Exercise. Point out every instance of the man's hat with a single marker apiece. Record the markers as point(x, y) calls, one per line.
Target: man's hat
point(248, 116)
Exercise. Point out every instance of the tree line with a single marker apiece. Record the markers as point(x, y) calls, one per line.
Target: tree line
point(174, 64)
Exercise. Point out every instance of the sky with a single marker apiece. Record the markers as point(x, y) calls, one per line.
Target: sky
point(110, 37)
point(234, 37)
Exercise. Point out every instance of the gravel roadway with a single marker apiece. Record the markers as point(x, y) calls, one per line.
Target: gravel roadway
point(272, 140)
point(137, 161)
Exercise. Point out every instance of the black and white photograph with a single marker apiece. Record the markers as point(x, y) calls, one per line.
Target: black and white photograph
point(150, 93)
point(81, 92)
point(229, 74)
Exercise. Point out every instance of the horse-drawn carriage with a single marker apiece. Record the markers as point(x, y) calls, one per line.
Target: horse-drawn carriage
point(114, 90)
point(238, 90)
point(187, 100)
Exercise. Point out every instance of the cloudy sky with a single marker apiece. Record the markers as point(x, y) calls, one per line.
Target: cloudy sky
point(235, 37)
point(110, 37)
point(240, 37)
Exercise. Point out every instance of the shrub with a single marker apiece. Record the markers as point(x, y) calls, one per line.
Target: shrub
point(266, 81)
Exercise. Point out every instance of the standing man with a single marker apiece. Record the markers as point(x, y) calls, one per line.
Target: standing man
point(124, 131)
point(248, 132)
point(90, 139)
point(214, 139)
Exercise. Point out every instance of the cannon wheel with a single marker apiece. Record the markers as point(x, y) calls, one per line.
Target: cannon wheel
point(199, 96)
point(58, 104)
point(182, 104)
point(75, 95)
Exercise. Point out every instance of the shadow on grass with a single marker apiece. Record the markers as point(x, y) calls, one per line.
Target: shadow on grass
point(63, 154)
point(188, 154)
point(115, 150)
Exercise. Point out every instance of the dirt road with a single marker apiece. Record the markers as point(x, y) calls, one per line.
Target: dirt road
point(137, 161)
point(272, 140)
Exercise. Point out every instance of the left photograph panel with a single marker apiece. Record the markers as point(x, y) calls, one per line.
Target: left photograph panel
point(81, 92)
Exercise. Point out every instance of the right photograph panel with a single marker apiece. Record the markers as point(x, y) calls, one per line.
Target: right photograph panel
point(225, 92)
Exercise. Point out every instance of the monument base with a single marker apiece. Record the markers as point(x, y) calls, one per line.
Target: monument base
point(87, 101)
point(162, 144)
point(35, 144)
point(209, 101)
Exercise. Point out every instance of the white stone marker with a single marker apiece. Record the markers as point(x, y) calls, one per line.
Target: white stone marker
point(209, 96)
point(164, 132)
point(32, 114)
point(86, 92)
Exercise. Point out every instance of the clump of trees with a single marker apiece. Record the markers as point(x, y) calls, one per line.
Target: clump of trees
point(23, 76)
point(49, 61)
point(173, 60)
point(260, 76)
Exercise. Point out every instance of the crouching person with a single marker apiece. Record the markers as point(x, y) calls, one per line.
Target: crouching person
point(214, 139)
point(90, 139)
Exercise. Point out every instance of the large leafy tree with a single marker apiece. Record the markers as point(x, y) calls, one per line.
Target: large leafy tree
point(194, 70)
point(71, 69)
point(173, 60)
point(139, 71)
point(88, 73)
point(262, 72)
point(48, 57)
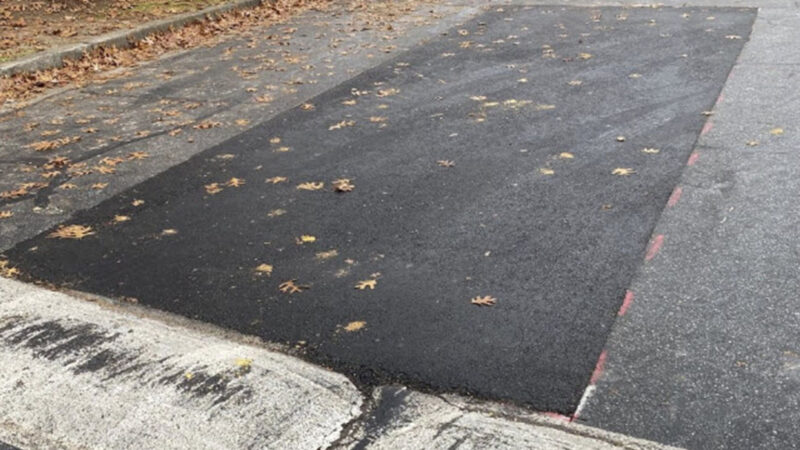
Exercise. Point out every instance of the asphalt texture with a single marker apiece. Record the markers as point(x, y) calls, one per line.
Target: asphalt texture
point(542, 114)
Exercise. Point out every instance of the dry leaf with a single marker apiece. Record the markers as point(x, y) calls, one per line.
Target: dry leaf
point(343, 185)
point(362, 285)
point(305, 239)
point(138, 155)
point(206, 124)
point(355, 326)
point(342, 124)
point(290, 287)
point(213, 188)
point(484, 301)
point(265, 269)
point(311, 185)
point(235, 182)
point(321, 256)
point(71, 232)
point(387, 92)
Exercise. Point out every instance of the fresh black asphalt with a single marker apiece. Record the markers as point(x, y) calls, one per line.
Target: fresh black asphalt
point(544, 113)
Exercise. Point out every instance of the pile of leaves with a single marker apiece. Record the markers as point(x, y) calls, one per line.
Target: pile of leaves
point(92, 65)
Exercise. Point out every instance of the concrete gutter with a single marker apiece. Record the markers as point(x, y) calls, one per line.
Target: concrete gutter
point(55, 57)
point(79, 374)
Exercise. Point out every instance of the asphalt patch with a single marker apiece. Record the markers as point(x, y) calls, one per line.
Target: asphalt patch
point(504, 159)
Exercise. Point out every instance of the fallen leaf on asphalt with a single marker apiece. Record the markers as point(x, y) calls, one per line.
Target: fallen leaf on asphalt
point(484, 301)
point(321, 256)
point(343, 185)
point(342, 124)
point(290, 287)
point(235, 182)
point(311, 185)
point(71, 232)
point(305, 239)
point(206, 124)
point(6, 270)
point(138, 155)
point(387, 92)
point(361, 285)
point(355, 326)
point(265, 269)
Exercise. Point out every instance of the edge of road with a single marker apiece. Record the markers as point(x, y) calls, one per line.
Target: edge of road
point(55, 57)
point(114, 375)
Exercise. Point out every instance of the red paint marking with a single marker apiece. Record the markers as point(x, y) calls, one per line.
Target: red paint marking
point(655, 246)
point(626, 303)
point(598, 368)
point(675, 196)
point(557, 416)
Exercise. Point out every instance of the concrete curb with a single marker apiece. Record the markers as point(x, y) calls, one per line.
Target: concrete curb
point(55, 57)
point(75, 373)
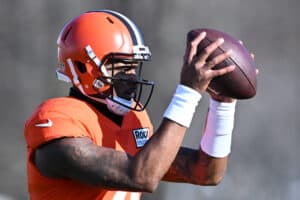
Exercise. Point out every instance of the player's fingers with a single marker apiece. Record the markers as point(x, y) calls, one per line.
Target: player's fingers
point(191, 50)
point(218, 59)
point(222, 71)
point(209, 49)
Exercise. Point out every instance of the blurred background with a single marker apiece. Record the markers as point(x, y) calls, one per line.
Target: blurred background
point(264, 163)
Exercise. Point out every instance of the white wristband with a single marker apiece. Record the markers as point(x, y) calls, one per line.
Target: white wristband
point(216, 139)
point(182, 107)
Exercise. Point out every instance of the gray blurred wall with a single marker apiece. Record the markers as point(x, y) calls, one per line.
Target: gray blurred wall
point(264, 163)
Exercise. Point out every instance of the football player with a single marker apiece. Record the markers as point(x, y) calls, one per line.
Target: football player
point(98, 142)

◆ BRIEF:
In your answer, repeat the material above in full, exactly, and without its pictures.

◆ SOLUTION:
Exercise. Point out every instance of the man's hat with a single marker apiece. Record the markers as point(x, y) calls, one per line.
Target: man's hat
point(248, 116)
Exercise. Point out every instance of the tree line with a single marker apiece. Record the markers as point(x, y) calls, one per line.
Target: tree line
point(174, 64)
Exercise. Point out every instance of the sky with a single marker apiece. Record the markers as point(x, y) calls, one per line.
Target: sky
point(110, 37)
point(234, 37)
Exercise. Point out every instance of the gravel roadway with a single marker apiece. Record the markers as point(x, y) calls, one per line.
Target: gravel roadway
point(272, 140)
point(137, 161)
Exercise. Point out every instance of the black and white photograph with a single marker apiece. Record the markers as point(x, y) calls, one per line.
Target: black and white photograph
point(150, 93)
point(81, 92)
point(229, 74)
Exercise. Point out every instance of the horse-drawn carriage with a single marker apiece. Record the markers as point(x, y) calls, one per line.
Target: horse-drawn carriage
point(114, 90)
point(238, 90)
point(187, 100)
Exercise. Point out every instance of the cloudy sky with a single marker apiece. Record the markers as point(x, y) calls, one per line.
Target: cloudy sky
point(235, 37)
point(110, 37)
point(240, 37)
Exercise. Point out every instance of the shrub with a single marker apiece. Record the markers as point(x, y) calls, one per line.
Target: shrub
point(266, 81)
Exercise. Point out every instance of the standing man with a single marker apiece. Record the markers as point(x, y) calls, one per line.
Target: standing man
point(124, 131)
point(248, 132)
point(90, 139)
point(214, 139)
Exercise. Point out every instance of the cannon wheel with a single marker apiece. Record the markers as point(x, y) calls, one per line.
Target: cannon wheel
point(199, 96)
point(58, 104)
point(182, 104)
point(75, 95)
Exercise. Point out every instance of the shadow on grass with a single marker apiece. Record the markers as point(x, y) calls, one per line.
Target: shadow on grass
point(63, 154)
point(188, 154)
point(115, 150)
Exercise. Point out every instance of the dirt road with a single marker apiece. Record the markers as point(x, y) calls, one per line.
Target: dirt road
point(137, 161)
point(272, 140)
Exercise. Point out every instance of the left photograph panel with a single marker apiece. Record the markers as point(x, y) calls, one per line.
Target: left photograph panel
point(81, 92)
Exercise. Point out every instance of the right photograph panel with a single marker apiece. Record the markers as point(x, y) calls, one per line.
Target: right photograph panel
point(225, 92)
Exercise. Point out every instance of the monument base with a single marker apiece. Record the markers as point(x, y) calls, one per line.
Target: monument base
point(87, 101)
point(162, 144)
point(35, 144)
point(209, 101)
Exercise. Point out every instance of the white stone marker with a single marker apiece. Record the markers as point(x, y) calls, one per line.
Target: white stone marker
point(209, 96)
point(164, 132)
point(32, 114)
point(86, 92)
Exercise. Point out every instance of the clump of trees with a single marker apiece. Record the markers as point(x, y) calls, one per line.
Target: clump of trees
point(23, 76)
point(49, 61)
point(173, 60)
point(260, 76)
Exercise. Point out every instance of the crouching person with a single marker apiece. Record the markers as point(x, y) calls, one per line.
Target: crouching person
point(214, 139)
point(90, 139)
Exercise. Point out every instance of the large leafy tree with a single marker apiece. Record the markers as point(x, y) calls, one per line.
Target: large leafy tree
point(194, 70)
point(71, 69)
point(173, 60)
point(139, 71)
point(88, 73)
point(262, 72)
point(48, 57)
Exercise. Point out every instance of the asphalt texture with a single marker apiece. Record the markers as point(x, y) calls, one per line.
Target: asphalt texture
point(542, 114)
Exercise. Point out every instance of the dry leaf with a single marker apiece. Record the markers as point(x, y) calls, one per line.
Target: dry leaf
point(343, 185)
point(362, 285)
point(305, 239)
point(138, 155)
point(206, 124)
point(355, 326)
point(342, 124)
point(290, 287)
point(213, 188)
point(484, 301)
point(265, 269)
point(311, 185)
point(235, 182)
point(321, 256)
point(71, 232)
point(387, 92)
Exercise. Point out every instance of the fresh black asphalt with a single marker apiece. Record the markers as point(x, y) calls, one per line.
Target: fresh black asphalt
point(544, 113)
Exercise. Point out every instance of the pile of leaves with a single marker apiece. Record the markers as point(x, y) calls, one per line.
Target: pile of leaves
point(92, 65)
Exercise. Point out every instance of the concrete gutter with a single marker apiece. Record the markers as point(x, y) calls, one per line.
Target: concrete gutter
point(55, 57)
point(79, 374)
Exercise. Point out every instance of the asphalt patch with a single marker apiece. Record the markers as point(x, y) calls, one per line.
Target: asphalt patch
point(504, 159)
Exercise. Point out every instance of the fallen leaf on asphalt with a single marker apiece. Record the markers as point(x, y) calls, one per line.
Target: fallen leaf on asphalt
point(484, 301)
point(321, 256)
point(343, 185)
point(342, 124)
point(290, 287)
point(235, 182)
point(311, 185)
point(71, 232)
point(305, 239)
point(206, 124)
point(6, 270)
point(138, 155)
point(387, 92)
point(361, 285)
point(355, 326)
point(265, 269)
Exercise. Point out every instance of the edge of road with a single marker apiece. Record the markers as point(x, y) calls, one per line.
Target: edge of road
point(55, 57)
point(114, 375)
Exercise. Point out every instance of the red paint marking with a single marker apiece. Record the markers as point(x, y) calls, one per line.
Target: red paint marking
point(655, 246)
point(626, 303)
point(598, 368)
point(675, 196)
point(557, 416)
Exercise. Point out every instance of the concrete curb with a single marker apiece. Record the markers as point(x, y) calls, one per line.
Target: concrete curb
point(55, 57)
point(75, 373)
Exercise. Point out every instance of the player's fingers with a single marker apiece. Record the markers as point(x, y) calls, one per line.
Target: player's fingers
point(191, 50)
point(218, 59)
point(222, 71)
point(209, 49)
Exercise. Point out every instance of the blurred background with a single marker apiece. Record the markers as point(x, y) calls, one per line.
Target: blurred background
point(264, 163)
Exercise. Point out every instance of the white wristband with a single marker apiece. Record the markers as point(x, y) calls, one per line.
Target: white wristband
point(216, 139)
point(182, 107)
Exercise. Point out every instance of the gray blurred wall with a single marker apiece. Record the markers as point(x, y) calls, one per line.
Target: gray blurred wall
point(264, 163)
Exercise. Point out every instance of the football player with a single marker apiece. Record the markers as point(x, y) calls, one per line.
Target: football player
point(98, 142)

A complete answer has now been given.